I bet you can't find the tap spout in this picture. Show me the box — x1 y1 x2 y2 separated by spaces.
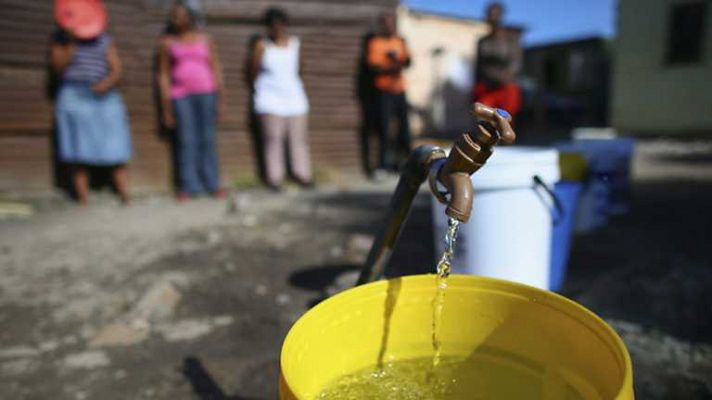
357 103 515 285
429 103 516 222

* * *

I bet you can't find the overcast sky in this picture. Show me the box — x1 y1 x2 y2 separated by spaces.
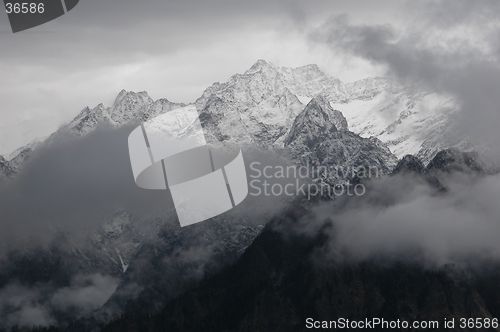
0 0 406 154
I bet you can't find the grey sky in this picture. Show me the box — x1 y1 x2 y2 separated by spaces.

**YOUR GOAL**
Resize the rows from the line with "I bet you can't find the overcast" to the line with "I bet you can't find the grey", both included. Write those lines out again, requests and all, but multiply every bounding-box coordinate in the answers by 1.4 and round to whole numbers, with halves rounding up, and leave out the pictures.

**SOLUTION FOR THIS TASK**
I bet you can't find the overcast sky in this picture. Show me the box — x1 y1 x2 y2 separated by spaces.
0 0 568 216
I bet you can't find the grey sky in this picture. Show me the box — x1 y1 x2 y2 separated by spaces.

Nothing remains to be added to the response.